● **WHAT IS REQUIRED**
Pull out the lines from the one containing "TARGET = black handbag" through the final line of the listing below and repeat them exactly. Leave the pictures behind.

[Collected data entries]
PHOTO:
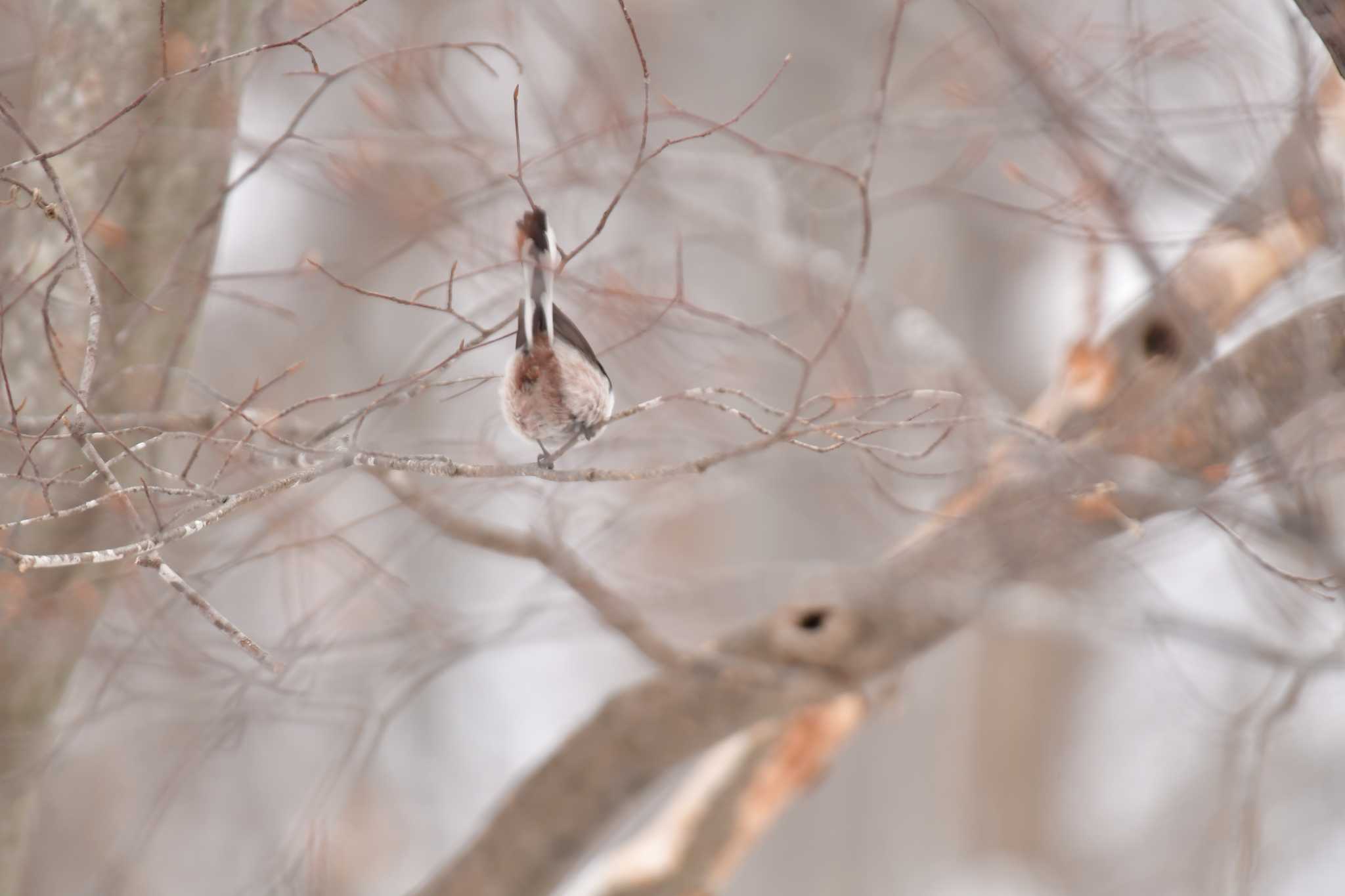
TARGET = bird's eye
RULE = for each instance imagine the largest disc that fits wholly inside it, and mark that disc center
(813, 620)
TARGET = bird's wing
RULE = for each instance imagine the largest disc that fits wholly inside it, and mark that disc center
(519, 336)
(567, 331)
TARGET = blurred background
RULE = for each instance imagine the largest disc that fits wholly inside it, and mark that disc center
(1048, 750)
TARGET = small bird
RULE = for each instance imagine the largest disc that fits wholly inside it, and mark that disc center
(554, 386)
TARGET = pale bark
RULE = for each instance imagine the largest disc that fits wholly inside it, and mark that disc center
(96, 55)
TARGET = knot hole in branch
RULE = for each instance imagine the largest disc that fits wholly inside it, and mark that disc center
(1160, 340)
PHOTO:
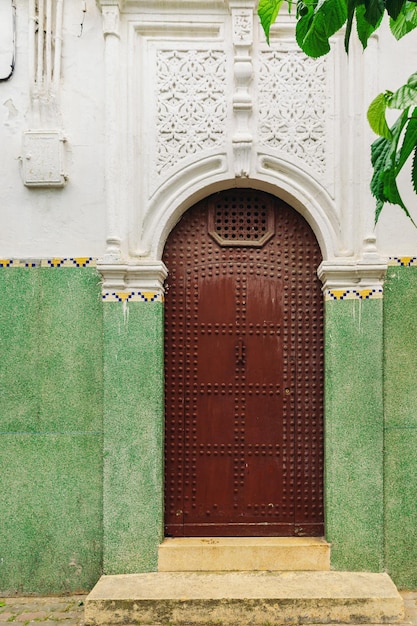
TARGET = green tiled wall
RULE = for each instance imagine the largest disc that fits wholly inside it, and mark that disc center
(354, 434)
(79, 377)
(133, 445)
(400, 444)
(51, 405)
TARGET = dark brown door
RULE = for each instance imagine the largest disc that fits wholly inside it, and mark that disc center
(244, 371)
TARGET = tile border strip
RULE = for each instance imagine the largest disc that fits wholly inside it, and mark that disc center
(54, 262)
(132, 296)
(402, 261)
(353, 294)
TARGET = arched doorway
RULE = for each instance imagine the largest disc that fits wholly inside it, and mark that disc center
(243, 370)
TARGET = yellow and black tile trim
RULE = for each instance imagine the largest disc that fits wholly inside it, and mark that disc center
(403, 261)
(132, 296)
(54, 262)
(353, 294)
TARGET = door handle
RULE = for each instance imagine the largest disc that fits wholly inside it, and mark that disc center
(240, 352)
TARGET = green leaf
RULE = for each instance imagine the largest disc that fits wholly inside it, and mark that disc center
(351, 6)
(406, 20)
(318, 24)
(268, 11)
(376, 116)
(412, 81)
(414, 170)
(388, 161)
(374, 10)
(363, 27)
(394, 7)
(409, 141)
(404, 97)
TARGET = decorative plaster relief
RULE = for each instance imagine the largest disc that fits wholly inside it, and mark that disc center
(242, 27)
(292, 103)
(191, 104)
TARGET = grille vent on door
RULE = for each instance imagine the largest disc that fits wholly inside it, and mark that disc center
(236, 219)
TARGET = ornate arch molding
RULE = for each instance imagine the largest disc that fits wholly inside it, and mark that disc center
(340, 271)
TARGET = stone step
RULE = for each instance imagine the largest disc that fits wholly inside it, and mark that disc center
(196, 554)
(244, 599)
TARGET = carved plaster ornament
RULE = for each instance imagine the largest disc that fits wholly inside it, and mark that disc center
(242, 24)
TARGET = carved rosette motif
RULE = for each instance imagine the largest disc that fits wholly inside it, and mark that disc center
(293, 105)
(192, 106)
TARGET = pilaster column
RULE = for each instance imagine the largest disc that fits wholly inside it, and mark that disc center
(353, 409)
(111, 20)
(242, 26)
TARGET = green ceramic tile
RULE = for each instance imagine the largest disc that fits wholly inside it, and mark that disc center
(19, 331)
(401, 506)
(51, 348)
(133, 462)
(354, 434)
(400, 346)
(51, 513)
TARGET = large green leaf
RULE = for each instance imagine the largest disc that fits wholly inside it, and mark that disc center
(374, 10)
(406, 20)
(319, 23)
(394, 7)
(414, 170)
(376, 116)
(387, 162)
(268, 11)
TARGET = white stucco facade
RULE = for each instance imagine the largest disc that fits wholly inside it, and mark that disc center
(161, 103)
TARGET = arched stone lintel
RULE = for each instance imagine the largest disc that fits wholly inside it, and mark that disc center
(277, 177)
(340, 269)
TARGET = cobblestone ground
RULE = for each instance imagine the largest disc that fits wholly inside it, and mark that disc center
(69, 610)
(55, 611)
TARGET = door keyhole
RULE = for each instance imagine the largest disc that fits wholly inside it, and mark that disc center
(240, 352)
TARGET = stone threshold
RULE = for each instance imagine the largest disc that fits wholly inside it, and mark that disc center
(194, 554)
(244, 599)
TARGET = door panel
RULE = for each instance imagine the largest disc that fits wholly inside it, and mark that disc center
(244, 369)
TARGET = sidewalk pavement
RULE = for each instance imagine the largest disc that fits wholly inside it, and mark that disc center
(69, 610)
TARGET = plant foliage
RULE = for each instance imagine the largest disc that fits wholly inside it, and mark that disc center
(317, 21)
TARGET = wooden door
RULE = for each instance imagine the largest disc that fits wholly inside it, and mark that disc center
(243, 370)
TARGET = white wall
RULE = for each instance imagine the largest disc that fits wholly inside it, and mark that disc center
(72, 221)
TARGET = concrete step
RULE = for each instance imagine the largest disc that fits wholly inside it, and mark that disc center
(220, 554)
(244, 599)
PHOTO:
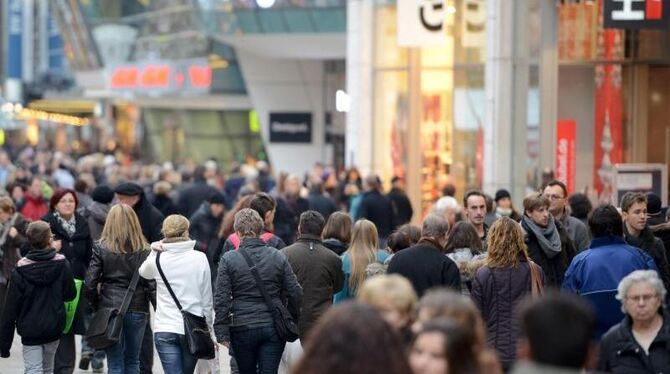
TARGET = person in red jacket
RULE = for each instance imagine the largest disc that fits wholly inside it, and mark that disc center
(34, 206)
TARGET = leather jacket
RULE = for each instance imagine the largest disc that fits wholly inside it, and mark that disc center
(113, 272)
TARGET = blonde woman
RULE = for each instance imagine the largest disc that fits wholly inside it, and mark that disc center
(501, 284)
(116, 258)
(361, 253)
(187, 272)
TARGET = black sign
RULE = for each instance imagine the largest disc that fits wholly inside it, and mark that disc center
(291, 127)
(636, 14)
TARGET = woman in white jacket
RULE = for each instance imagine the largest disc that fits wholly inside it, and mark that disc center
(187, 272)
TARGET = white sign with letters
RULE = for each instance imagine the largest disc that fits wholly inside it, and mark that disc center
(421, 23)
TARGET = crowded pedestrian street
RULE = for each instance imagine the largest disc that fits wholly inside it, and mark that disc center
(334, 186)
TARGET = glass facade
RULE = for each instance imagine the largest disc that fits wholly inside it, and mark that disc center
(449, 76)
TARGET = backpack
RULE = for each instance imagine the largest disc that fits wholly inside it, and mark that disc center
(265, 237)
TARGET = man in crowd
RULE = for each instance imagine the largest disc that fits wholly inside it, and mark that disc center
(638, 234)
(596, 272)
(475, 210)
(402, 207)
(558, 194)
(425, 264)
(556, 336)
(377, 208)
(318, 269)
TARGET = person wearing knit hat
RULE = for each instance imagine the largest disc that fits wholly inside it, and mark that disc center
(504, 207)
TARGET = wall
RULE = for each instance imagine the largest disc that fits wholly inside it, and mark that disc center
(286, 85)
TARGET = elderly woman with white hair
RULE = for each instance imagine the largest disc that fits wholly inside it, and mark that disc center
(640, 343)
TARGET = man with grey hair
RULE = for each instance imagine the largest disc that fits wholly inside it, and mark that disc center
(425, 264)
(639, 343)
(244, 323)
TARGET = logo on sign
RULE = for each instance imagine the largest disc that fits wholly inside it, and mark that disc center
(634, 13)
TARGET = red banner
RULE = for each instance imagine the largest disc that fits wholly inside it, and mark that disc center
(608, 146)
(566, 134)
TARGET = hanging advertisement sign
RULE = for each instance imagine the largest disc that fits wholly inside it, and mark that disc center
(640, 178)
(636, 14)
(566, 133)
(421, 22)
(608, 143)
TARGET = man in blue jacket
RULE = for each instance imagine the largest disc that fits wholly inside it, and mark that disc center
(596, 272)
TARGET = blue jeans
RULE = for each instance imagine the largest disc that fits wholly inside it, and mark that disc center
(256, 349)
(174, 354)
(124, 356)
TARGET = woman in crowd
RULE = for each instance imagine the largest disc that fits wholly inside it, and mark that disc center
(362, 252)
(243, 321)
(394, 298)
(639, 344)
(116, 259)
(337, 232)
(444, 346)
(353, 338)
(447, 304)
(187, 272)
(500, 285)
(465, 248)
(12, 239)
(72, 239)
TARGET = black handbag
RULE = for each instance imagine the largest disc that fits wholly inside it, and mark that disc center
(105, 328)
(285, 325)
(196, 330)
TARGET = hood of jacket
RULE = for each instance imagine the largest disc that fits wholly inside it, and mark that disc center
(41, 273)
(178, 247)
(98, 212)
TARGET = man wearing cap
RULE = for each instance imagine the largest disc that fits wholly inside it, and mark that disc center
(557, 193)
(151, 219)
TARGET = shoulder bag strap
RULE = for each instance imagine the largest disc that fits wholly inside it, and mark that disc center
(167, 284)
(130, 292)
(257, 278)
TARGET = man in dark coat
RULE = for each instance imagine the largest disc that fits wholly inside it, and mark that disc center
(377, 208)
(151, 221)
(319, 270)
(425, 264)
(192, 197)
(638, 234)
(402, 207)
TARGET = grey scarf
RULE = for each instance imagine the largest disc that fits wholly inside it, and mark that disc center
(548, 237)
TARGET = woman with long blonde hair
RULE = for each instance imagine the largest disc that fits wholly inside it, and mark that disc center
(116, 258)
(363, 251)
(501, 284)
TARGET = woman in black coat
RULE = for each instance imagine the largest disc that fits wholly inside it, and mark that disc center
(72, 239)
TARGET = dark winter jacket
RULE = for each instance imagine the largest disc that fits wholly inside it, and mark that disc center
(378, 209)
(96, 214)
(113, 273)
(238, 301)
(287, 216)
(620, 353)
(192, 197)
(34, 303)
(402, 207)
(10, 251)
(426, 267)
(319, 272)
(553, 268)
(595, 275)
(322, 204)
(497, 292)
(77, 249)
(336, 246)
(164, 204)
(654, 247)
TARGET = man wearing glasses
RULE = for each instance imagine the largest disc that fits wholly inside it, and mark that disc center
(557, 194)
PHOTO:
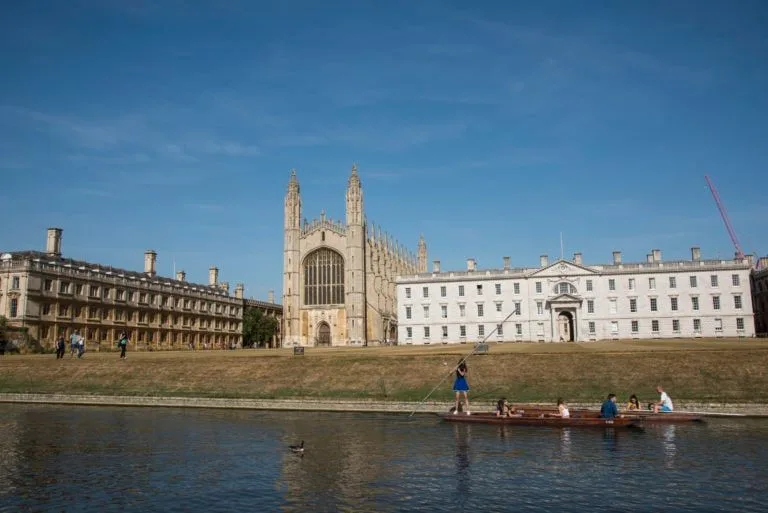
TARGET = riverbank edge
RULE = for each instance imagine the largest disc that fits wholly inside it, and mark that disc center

● **COMPLETED EXERCISE**
TARGET = black handbag
RULE = for each instance imagine the largest disc that fits wholly inside it, and mark that disc center
(105, 328)
(285, 325)
(196, 330)
TARGET = hood of jacket
RULE = for each instance imagine the largest disc that fits wholly inside it, and mark that disc center
(41, 273)
(178, 247)
(98, 212)
TARGET = man wearing cap
RULE = for each instance imagine the largest disc that fits wholly inside it, and mark that disc center
(557, 193)
(151, 219)
TARGET = shoulder bag strap
RULE = for each instance imagine the largest disc that fits wholly inside it, and mark that disc center
(167, 284)
(130, 292)
(257, 278)
TARGET = man in dark coat
RULE = for each instance imagine the largest disc that fits wholly inside it, and mark that disc center
(377, 208)
(151, 221)
(319, 270)
(425, 264)
(192, 197)
(638, 234)
(402, 207)
TARGET = grey scarf
RULE = for each instance imagine the largest disc that fits wholly inside it, and mark that disc center
(548, 237)
TARGET = woman with long blonde hair
RULE = for each instance imagine the largest disc that fits wholly inside it, and mark that disc center
(116, 258)
(363, 251)
(501, 284)
TARGET = woman in black coat
RULE = for each instance imagine the largest disc that fits wholly inside it, and mark that disc center
(72, 239)
TARGET = dark winter jacket
RULE = for each instance imagine the largest disc that fits wholly inside it, and mark that disc center
(378, 209)
(96, 214)
(113, 273)
(238, 301)
(287, 216)
(620, 353)
(192, 197)
(34, 303)
(402, 207)
(10, 251)
(426, 267)
(319, 272)
(553, 268)
(595, 275)
(322, 204)
(497, 292)
(77, 249)
(336, 246)
(164, 204)
(654, 247)
TARGET = man wearing glasses
RULE = for each instance imagine the largest disc that fits wholly inside it, and mark that disc center
(557, 194)
PHOTO:
TARGET = riverbank edge
RULE = for each instance imagine the largest disc that fits wholly inside it, and mark that disc center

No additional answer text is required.